_HOW TO COMPLETE THIS TASK_:
The records beneath should be restated word for word.

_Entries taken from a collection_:
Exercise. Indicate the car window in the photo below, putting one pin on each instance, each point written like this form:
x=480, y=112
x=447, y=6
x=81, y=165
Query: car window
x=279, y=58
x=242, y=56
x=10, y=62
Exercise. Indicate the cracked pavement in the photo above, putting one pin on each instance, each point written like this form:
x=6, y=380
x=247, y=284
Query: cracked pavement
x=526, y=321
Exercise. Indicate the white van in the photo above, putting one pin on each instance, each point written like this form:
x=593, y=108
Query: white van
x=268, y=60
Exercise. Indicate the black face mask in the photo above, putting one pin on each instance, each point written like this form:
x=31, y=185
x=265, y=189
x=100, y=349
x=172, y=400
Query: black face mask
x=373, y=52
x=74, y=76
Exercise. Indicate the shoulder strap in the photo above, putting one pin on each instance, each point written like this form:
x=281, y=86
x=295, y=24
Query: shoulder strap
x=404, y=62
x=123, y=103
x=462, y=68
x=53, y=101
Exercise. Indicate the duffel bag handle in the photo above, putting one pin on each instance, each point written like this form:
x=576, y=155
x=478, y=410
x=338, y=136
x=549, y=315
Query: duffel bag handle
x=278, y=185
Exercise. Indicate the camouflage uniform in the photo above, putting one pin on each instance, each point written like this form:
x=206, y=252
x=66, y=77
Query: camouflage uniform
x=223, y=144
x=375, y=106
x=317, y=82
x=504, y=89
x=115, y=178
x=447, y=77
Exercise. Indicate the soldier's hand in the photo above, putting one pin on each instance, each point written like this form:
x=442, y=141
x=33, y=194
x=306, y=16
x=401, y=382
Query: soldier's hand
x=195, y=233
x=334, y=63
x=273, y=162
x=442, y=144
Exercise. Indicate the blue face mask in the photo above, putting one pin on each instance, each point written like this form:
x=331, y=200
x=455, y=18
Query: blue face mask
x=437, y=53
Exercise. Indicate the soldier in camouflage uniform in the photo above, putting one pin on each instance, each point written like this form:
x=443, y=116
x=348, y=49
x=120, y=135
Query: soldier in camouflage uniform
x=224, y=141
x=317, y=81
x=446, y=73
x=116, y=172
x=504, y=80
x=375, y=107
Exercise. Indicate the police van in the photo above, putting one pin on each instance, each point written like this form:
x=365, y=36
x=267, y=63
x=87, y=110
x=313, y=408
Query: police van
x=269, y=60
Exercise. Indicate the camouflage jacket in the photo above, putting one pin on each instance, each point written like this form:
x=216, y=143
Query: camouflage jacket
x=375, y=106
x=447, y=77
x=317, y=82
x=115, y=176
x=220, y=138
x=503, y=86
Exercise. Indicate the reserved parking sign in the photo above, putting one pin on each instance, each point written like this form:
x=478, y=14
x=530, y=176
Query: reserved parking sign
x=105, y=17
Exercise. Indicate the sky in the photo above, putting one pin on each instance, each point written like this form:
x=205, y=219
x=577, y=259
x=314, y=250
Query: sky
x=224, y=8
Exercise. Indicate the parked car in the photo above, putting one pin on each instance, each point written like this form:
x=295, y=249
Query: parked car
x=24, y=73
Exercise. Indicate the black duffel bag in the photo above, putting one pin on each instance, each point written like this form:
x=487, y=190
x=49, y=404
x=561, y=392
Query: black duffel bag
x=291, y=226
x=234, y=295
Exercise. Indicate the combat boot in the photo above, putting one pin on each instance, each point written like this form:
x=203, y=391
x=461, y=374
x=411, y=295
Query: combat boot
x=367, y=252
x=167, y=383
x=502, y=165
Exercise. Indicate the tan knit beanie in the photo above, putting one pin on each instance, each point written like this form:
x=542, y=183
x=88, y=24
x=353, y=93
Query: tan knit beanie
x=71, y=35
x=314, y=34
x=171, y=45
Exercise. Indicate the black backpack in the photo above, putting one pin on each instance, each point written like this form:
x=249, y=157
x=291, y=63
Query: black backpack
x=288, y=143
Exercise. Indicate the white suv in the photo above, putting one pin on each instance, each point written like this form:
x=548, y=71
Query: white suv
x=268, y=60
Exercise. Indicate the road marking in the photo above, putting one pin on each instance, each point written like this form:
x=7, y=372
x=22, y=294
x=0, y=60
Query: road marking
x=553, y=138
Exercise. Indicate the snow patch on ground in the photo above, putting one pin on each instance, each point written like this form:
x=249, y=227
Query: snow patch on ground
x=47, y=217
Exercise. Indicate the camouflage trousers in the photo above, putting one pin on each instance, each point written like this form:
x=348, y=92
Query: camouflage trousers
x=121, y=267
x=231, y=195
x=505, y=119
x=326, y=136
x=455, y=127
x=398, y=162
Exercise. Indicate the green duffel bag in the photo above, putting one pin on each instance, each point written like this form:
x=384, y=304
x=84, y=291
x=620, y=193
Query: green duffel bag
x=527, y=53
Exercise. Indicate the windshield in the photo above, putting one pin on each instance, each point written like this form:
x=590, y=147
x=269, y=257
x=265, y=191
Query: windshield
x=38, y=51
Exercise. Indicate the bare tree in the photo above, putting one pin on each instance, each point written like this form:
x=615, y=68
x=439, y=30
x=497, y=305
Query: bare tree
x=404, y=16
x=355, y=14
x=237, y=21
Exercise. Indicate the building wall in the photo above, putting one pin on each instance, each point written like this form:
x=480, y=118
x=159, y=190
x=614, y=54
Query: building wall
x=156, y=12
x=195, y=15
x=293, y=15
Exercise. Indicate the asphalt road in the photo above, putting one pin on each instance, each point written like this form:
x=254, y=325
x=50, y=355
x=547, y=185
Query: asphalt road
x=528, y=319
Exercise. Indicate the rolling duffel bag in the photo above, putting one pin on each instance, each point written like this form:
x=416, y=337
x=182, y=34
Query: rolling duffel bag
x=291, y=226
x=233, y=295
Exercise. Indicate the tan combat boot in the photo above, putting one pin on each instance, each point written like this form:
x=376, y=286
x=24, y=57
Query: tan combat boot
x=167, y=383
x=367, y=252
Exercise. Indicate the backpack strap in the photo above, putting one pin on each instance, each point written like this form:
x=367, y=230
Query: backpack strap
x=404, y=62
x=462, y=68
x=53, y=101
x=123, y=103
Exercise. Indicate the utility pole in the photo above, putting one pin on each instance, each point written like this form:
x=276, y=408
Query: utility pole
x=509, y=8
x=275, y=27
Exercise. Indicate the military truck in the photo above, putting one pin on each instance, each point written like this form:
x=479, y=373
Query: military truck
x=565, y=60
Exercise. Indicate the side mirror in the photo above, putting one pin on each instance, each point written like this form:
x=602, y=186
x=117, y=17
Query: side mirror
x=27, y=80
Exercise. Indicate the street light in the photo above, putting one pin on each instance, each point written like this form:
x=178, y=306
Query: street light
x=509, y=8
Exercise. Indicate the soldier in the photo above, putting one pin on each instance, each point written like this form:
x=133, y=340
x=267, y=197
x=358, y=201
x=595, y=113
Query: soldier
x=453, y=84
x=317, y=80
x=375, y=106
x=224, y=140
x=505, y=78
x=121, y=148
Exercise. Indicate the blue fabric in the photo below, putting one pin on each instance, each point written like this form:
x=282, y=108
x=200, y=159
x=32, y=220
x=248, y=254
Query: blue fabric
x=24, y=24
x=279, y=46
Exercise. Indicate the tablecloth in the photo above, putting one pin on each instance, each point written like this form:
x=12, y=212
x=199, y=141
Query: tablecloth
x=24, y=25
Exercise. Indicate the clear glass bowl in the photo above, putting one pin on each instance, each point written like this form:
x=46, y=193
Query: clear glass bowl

_ANSWER TO THIS EXERCISE_:
Exercise. Indicate the car window in the photo below, putting one pin on each instance, each point written like this form:
x=480, y=112
x=447, y=6
x=81, y=165
Query: car window
x=279, y=58
x=242, y=56
x=10, y=62
Exercise. Indicate the cracked pavement in the photo above, putting one pin on each instance, each point written like this form:
x=6, y=380
x=247, y=284
Query: cracked pavement
x=526, y=321
Exercise. Indicate the white van in the photo above, putting one pin on each instance, each point written like this form:
x=593, y=108
Query: white van
x=268, y=60
Exercise. Indicate the black face mask in the photo above, putting one pin on each instance, each point written like this form:
x=31, y=185
x=265, y=189
x=100, y=349
x=172, y=400
Query: black face mask
x=373, y=52
x=74, y=76
Exercise. Indicate the shoulder strap in the photo above, putting one pin on each instance, each point written like this form:
x=281, y=86
x=295, y=24
Query: shoulder strap
x=404, y=62
x=123, y=103
x=462, y=68
x=53, y=101
Exercise. Indicate the duffel bag handle in the photo above, putting one pin on each instance, each point written like this form:
x=576, y=155
x=478, y=410
x=338, y=136
x=549, y=315
Query: duffel bag handle
x=278, y=185
Exercise. Indicate the camouflage uniform in the photo above, putting one pin on each instance, each point written like this form:
x=206, y=252
x=66, y=77
Query: camouflage uniform
x=223, y=144
x=375, y=106
x=317, y=82
x=504, y=89
x=115, y=178
x=447, y=77
Exercise. Indicate the soldier's hand in the photo above, putting one pin on each instance, each point written like this form:
x=442, y=141
x=33, y=194
x=306, y=16
x=401, y=382
Query: soldier's hand
x=195, y=233
x=334, y=63
x=273, y=162
x=442, y=144
Exercise. Indicate the blue face mask in the photo above, putting one pin on each instance, each point written like this form:
x=331, y=200
x=455, y=18
Query: blue face mask
x=437, y=53
Exercise. Indicate the soldier in camouflage uniform in the photo above, putting one pin on each instance, each point written like this form:
x=443, y=116
x=348, y=49
x=120, y=135
Query: soldier in camouflage uniform
x=224, y=141
x=317, y=81
x=446, y=73
x=116, y=172
x=504, y=80
x=375, y=107
Exercise. Indicate the police van in the photo above, putting one pin on each instance, each point written like this form:
x=365, y=36
x=267, y=63
x=87, y=110
x=313, y=408
Query: police van
x=269, y=60
Exercise. Indicate the camouflage jacket in the photo above, putting one pin on each instance, each point written like this form:
x=216, y=143
Query: camouflage jacket
x=375, y=106
x=447, y=77
x=317, y=82
x=115, y=176
x=220, y=138
x=503, y=86
Exercise. Indicate the reserved parking sign in the photo above, putting one pin on each instance, each point written like this form:
x=478, y=14
x=530, y=176
Query: reserved parking sign
x=105, y=17
Exercise. Indicate the sky in the photo above, putting one pin on each instance, each point written like this form:
x=205, y=219
x=577, y=259
x=314, y=250
Query: sky
x=224, y=8
Exercise. Indicate the parked car in the photo above, putting one pin on each instance, each point written like this form:
x=295, y=249
Query: parked car
x=24, y=73
Exercise. Indicate the black duffel bag in the photo above, putting one pin on each instance, each point written like this form:
x=487, y=190
x=49, y=404
x=561, y=392
Query: black duffel bag
x=291, y=226
x=234, y=295
Exercise. Indicate the combat boot in the photo above, putting one pin on each instance, each point written like this form:
x=203, y=391
x=461, y=374
x=411, y=295
Query: combat boot
x=367, y=252
x=167, y=383
x=502, y=165
Exercise. Indicate the tan knit beanie in the photo above, putting one pin on each instance, each point written like this form:
x=542, y=183
x=88, y=24
x=353, y=93
Query: tan knit beanie
x=71, y=35
x=314, y=34
x=171, y=45
Exercise. Indicate the black backpack in the photo above, putting one pin on each instance, each point written like this form:
x=249, y=157
x=291, y=63
Query: black backpack
x=288, y=143
Exercise. Indicate the white suv in the photo above, putting one pin on each instance, each point written like this form:
x=548, y=71
Query: white suv
x=268, y=60
Exercise. Indicate the road marking in the photo above, putting one pin on each instance, each point written like this form:
x=7, y=372
x=22, y=294
x=0, y=60
Query: road marking
x=553, y=138
Exercise. Indicate the snow patch on ground in the photo above, putting one pin on each instance, each point written like this form:
x=249, y=227
Query: snow patch on ground
x=47, y=217
Exercise. Indicate the camouflage trousers in the photo above, putting one pin on each instance, each point written like this form:
x=348, y=92
Query: camouflage trousers
x=121, y=267
x=231, y=195
x=505, y=119
x=326, y=136
x=455, y=127
x=398, y=162
Exercise. Indicate the green duffel bag in the photo above, putting one pin on each instance, each point written like this form:
x=384, y=304
x=84, y=291
x=620, y=193
Query: green duffel bag
x=527, y=53
Exercise. Indicate the windshield in the photo above, putting one pin on each instance, each point written like this form:
x=590, y=147
x=269, y=257
x=265, y=191
Query: windshield
x=38, y=51
Exercise. Indicate the bare tree in the photo above, putting one pin on each instance, each point written like this form:
x=615, y=68
x=439, y=30
x=497, y=305
Query: bare tree
x=404, y=16
x=355, y=14
x=237, y=21
Exercise. Indicate the building wall in the photo above, putting one pin on each instance, each point written like this form:
x=480, y=118
x=159, y=190
x=614, y=54
Query: building wall
x=156, y=12
x=195, y=15
x=293, y=15
Exercise. Indicate the asphalt road in the photo above, putting one pin on each instance, each point written like this form:
x=254, y=325
x=50, y=355
x=547, y=185
Query: asphalt road
x=528, y=319
Exercise. Indicate the rolling duffel bag in the photo above, putting one pin on each instance, each point written like this form:
x=416, y=337
x=182, y=34
Query: rolling duffel bag
x=291, y=226
x=233, y=295
Exercise. Indicate the tan combat boot in the photo above, putting one pin on each instance, each point written like this form:
x=376, y=286
x=24, y=57
Query: tan combat boot
x=167, y=383
x=367, y=252
Exercise. Indicate the backpack strap in the photo above, putting one pin on each instance, each point written like this form:
x=367, y=230
Query: backpack strap
x=404, y=62
x=462, y=68
x=53, y=101
x=123, y=103
Exercise. Indicate the utility pole in the photo above, putting one pin on each instance, each point written like this form:
x=276, y=408
Query: utility pole
x=509, y=8
x=275, y=27
Exercise. Indicate the military truck in the photo above, putting one pin on each instance, each point written like this form:
x=479, y=373
Query: military truck
x=565, y=60
Exercise. Indicate the side mirror in the photo above, putting one pin on each instance, each point written like this form:
x=602, y=186
x=117, y=17
Query: side mirror
x=27, y=80
Exercise. Indicate the street light in the photo above, putting one pin on each instance, each point written like this form:
x=178, y=306
Query: street light
x=509, y=8
Exercise. Indicate the soldier in the photo above, putting one pin on each instance, each point written like this form:
x=133, y=340
x=267, y=197
x=358, y=201
x=595, y=113
Query: soldier
x=453, y=84
x=317, y=80
x=375, y=106
x=224, y=140
x=505, y=78
x=121, y=148
Exercise. Indicate the blue fabric in the photo below, putting one pin on each instance, each point written like this form:
x=282, y=108
x=200, y=159
x=32, y=220
x=248, y=254
Query: blue fabric
x=24, y=24
x=279, y=46
Exercise. Indicate the tablecloth in the photo above, putting one pin on each instance, each point written like this form:
x=12, y=212
x=199, y=141
Query: tablecloth
x=24, y=25
Exercise. Indicate the clear glass bowl in the photo above, putting one pin on each instance, each point written like this form:
x=46, y=193
Query: clear glass bowl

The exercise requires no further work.